** Text passage **
November 19, 2018
AWS Disaster Recovery Best Practices
In the modern business environment, any business can be subject to disruption. Any activity that can negatively affect a company’s business continuity could be termed a disaster. It is crucial, therefore, for a company to invest time and resources into defining all possible risks and being able to prevent them – or at least act accordingly to mitigate their negative impact. Thus, creating a thorough disaster recovery (DR) plan for your infrastructure becomes a matter of the highest priority. In this blog post, we cover the best practices for disaster recovery planning in a cloud environment.
NAKIVO Backup & Replication is a reliable and highly flexible solution designed for AWS instance backup, replication, and AWS disaster recovery. The Site Recovery functionality, exclusive to NAKIVO Backup & Replication, allows you to arrange disaster recovery activities into automated workflows for maximum efficiency.
Download the Full-Featured Free Trial to test NAKIVO Backup & Replication in your own environment.
Benefits of Using AWS for Disaster Recovery
AWS is a dynamic product which offers a wide range of services including database storage, compute power, content delivery, and other distinct features. Moreover, AWS can help quickly restore your business operations running on virtual machines (instances) in case of disaster.
The AWS platform allows you to promptly moderate and recover your resources during a disaster. Keeping business-critical data in the AWS cloud also removes the necessity for a secondary physical storage system, which generally entails significant costs. In fact, your data can be stored in multiple AWS regions across the world, securely and reliably. As a part of its disaster recovery functionality, AWS enables you to run and test a DR solution to check for any deficiencies. Then, you can use AWS CloudFormation templates to define the most efficient DR practices and save them in an Amazon Virtual Private Cloud for further use.
Disaster Recovery Scenarios with AWS
The choice among AWS DR strategies depends on your business’s priorities. Various combinations are possible to accommodate the specific needs of your virtual infrastructure.
- Backup and restore. Business-critical data can be backed up and sent to an off-site location such as Amazon S3, where it is well protected and can be rapidly restored as needed. Amazon S3’s web user interface makes it accessible from anywhere. You can copy data directly to Amazon S3, or you can create backups and store them in the cloud.
- Pilot light. This DR scenario lets you have a small version of a virtual environment in the cloud, always keeping it running and up to date. You can rapidly recover and launch the most critical components of your AWS-based infrastructure. Services such as Amazon Machine Images (AMIs) and Amazon EBS snapshots are used. The pilot light method is more convenient than the back-up-and-restore strategy as it significantly reduces the time spent on recovery.

** Dataset entries **

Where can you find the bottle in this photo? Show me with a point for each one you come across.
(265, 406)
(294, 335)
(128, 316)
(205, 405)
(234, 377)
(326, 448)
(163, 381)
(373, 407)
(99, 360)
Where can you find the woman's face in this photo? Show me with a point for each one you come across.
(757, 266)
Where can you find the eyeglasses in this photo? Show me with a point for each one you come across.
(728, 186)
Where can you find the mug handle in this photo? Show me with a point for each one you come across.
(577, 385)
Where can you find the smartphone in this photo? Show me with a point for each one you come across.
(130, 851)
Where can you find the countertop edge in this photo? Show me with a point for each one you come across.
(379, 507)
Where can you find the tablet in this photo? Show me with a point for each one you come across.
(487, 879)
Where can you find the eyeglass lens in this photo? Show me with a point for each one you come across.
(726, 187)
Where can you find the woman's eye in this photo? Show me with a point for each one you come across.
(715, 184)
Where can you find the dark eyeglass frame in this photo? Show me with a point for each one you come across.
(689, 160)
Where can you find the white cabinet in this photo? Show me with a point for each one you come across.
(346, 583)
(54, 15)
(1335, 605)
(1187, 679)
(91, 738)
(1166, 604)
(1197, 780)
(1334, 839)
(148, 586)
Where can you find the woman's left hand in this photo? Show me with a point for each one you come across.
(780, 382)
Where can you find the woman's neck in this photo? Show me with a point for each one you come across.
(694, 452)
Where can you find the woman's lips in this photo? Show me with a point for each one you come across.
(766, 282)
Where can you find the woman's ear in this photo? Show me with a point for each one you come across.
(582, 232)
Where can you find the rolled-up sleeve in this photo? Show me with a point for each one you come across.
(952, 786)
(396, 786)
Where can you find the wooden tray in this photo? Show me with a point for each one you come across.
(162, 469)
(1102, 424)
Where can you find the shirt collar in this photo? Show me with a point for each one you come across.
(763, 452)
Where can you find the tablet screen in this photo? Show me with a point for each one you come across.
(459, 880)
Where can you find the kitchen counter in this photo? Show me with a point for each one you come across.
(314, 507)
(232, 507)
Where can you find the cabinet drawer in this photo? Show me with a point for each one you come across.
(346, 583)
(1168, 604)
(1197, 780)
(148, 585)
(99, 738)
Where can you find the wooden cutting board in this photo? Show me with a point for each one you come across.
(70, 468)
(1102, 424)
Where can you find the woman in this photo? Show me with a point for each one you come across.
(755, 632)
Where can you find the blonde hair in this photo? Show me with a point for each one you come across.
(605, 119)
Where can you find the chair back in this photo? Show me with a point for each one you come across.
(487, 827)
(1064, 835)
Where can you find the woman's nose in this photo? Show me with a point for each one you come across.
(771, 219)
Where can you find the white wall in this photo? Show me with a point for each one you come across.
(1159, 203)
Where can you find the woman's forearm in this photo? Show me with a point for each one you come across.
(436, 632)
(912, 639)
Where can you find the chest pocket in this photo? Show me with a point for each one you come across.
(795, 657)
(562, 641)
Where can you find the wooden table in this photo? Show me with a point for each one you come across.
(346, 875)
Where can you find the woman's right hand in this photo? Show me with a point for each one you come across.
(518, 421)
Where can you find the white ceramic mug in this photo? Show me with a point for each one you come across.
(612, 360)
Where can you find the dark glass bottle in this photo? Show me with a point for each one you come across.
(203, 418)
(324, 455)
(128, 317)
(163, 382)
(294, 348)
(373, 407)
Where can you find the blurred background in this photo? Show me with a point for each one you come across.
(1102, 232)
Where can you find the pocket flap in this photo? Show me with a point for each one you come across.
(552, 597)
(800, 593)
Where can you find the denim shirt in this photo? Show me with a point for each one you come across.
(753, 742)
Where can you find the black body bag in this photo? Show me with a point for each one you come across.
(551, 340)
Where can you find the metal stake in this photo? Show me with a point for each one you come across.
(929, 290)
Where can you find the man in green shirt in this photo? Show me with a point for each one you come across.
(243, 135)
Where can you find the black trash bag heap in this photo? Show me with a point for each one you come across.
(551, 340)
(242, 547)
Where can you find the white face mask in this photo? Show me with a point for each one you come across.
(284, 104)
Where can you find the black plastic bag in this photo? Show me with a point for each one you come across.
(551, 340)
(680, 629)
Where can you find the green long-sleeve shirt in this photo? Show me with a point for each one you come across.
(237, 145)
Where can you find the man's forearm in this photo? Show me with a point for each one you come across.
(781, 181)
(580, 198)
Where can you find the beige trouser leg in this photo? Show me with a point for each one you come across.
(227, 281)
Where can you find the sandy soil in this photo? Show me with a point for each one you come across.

** Problems to work on **
• A. Return, word for word, the part of the AWS disaster recovery article that opens with the words containing "Benefits of Using" and closes with "case of disaster.".
• B. In the AWS disaster recovery article, which services are named as being used in the pilot light scenario?
• C. Continue the AWS disaster recovery article, starting after its last sentence.

** The responses **
• A.
Benefits of Using AWS for Disaster Recovery
AWS is a dynamic product which offers a wide range of services including database storage, compute power, content delivery, and other distinct features. Moreover, AWS can help quickly restore your business operations running on virtual machines (instances) in case of disaster.

• B. Amazon Machine Images (AMIs) and Amazon EBS snapshots.

• C.
- Warm standby. In this DR scenario, a scaled-down version of your production infrastructure is always running in the cloud. During a DR event, it can be rapidly scaled up to minimize downtime and restore critical operations and workloads.
- Multi-site deployment (“hot standby”). This method entails replicating business-critical data and the core components of your infrastructure and distributing them across several locations. All of these sites are active; they share the traffic and workloads. If a disaster affects one of the locations, you still have an intact system ready to operate in full production mode. Amazon EC2 Auto Scaling is used to run this process. With hot standby, minimal Recovery Time Objective (RTO) and Recovery Point Objective (RPO) are achieved. However, running several virtual systems at once can be quite costly.
The following features should also be mentioned in the context of Disaster Recovery:
- Replication. To ensure high availability, Cross-Region Replication can be implemented. Here, critical data and system components are replicated to any other AWS region that you choose. If any changes are made in the primary database, data can be updated either instantly (synchronous replication) or with a small delay (asynchronous replication). These two types of replication serve different business needs.
- Failback. During the DR process, the workload of the affected instance is moved to the target site and the replica instance is powered on (failover). Once the primary site is restored, you can recover the original instance. To save all the changes in data that were executed in the DR instance since failover, you need to reverse the flow of data replication back to the primary site (failback).
- Multiple AWS regions. Each AWS region is a separate and independent area intended to store either instances or data. For successful DR, you might choose to store data in two or more AWS regions to mitigate the impact of extremely large-scale disasters.
Best Practices for AWS Disaster Recovery
- Testing. After installing a DR solution, you should test it. Testing can be run on demand or on schedule. You can practice “game-day testing”, which is a way of testing your applications and instances in order to check whether your DR plan works as expected and RTOs can be met. For this purpose, AWS CloudFormation can be used to deploy complete environments on Amazon EC2. You can create a resource template that allows you to model and manage infrastructure components in your cloud environment. Periodic testing verifies that all DR components are properly planned and organized and your RTOs and RPOs can be met when it counts.
- Monitoring and alerting. To prevent any possible disaster from wiping out your infrastructure, you need to identify potential issues quickly. You can regularly monitor the workflow of your system and check its integrity. This allows you to rapidly detect emerging threats such as connectivity issues, server failure, or application shutdown. Amazon CloudWatch evaluates the performance of your AWS resources. Alarms and notifications can be set up to notify you when certain metrics reach a critical level.
- Regular backup and replication. Before disaster strikes, it is crucial to prepare your system and run regular backup and replication jobs so you have a good target for failover. After you have switched to your DR environment, you should continue to run regular backup and replication jobs. Storing these backups and replicas in separate remote locations allows you to avoid the risk of having a single point of failure. AWS can run regular DR tests to verify the state of your DR infrastructure.
- Use of AWS tools and techniques. To ensure that best DR practices are in place, you must adopt recovery groups or application stacks. This way, you can arrange the recovery of your infrastructure properly – e.g., business-critical applications should be recovered first, as they have the highest priority.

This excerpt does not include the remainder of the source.